• [Instructions for the task]: Gather every line of the records below that contains the word "order", and copy each one out in full.

• [Data records]:
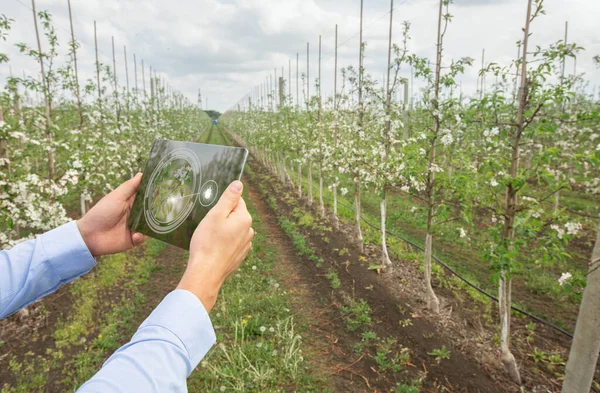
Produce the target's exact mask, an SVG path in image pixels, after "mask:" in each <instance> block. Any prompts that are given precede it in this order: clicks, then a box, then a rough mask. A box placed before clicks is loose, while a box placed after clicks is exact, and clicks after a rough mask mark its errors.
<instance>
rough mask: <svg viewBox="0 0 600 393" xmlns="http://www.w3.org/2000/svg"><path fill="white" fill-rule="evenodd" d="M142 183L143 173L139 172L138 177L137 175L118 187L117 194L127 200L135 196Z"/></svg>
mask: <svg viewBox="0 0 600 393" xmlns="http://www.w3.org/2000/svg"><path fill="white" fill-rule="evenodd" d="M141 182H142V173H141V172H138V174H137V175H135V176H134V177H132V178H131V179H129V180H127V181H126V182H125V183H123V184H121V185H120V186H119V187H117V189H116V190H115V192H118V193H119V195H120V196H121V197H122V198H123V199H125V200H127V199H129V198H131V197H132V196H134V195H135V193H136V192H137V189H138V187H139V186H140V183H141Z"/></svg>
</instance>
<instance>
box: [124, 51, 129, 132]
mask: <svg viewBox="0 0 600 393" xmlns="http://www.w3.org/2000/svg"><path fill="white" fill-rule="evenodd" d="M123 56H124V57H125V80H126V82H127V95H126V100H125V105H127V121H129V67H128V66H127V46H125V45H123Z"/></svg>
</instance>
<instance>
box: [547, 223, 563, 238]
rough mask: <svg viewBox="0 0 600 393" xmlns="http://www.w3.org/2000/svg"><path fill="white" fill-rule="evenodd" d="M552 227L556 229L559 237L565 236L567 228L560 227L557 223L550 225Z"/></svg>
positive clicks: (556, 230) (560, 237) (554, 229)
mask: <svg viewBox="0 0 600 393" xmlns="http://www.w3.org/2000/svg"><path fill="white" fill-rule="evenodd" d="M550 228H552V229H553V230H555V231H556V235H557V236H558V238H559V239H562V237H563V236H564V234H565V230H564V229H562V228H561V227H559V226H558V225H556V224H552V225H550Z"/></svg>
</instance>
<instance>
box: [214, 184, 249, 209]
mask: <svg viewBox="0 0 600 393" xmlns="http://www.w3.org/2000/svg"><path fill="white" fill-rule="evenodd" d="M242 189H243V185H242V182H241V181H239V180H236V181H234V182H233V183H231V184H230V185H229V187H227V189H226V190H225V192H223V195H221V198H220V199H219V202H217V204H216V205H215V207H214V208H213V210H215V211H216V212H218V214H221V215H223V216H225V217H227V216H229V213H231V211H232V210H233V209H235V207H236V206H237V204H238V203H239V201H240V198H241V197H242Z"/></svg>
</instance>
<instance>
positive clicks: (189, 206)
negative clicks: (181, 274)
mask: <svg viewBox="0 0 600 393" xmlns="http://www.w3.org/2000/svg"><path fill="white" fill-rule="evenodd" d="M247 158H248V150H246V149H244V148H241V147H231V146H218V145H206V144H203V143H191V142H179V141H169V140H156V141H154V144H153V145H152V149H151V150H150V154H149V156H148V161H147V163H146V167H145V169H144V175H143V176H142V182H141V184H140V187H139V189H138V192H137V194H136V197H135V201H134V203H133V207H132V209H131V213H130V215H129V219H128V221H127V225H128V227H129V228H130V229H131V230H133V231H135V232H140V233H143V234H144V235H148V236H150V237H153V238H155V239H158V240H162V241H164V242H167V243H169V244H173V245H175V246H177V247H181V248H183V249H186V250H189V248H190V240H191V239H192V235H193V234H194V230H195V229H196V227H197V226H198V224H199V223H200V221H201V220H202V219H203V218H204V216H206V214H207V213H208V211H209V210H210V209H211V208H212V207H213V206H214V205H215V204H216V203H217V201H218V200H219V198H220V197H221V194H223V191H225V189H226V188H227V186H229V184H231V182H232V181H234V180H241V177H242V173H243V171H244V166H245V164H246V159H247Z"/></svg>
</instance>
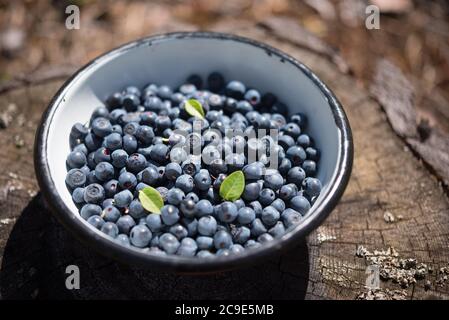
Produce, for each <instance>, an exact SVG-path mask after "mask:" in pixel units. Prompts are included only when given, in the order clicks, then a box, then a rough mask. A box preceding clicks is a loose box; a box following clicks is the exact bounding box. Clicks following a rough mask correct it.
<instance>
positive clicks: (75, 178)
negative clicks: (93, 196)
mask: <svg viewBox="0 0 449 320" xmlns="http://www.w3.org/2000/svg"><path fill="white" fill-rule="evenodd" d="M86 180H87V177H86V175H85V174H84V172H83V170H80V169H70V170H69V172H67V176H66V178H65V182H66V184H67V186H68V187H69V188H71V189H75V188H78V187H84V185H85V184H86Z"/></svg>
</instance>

• [Solution to this problem]:
Produce the target's exact mask, an SVG path in image pixels, after "mask:" in each <instance> block. Any prompts that are given precede it in this order: clicks, then a box, then a rough mask. A box placed before clicks is loose, while a box placed after clicks is exact, and clicks after a rough mask mark its errors.
Produce, for each <instance>, an exact SVG-path mask after "mask:" in pixel units. Prompts are included only when given, in the order clicks, then a box, then a rough mask. A box preceding clicks is a loose box; a box following clicks is the exact bounding box. Clicks following a rough mask correct it.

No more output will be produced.